DATA FOR REVIEW ::
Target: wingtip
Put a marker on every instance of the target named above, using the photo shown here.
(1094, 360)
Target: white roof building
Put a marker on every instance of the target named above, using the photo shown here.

TASK OBJECTIVE :: Retype each record above so that every word stays exactly the same.

WRITTEN SOLUTION ::
Target: wingtip
Put a marker on every instance of the target named above, using the photo shown here.
(1094, 360)
Target: white roof building
Put a marker on every instance of the target named above, using the photo shown here.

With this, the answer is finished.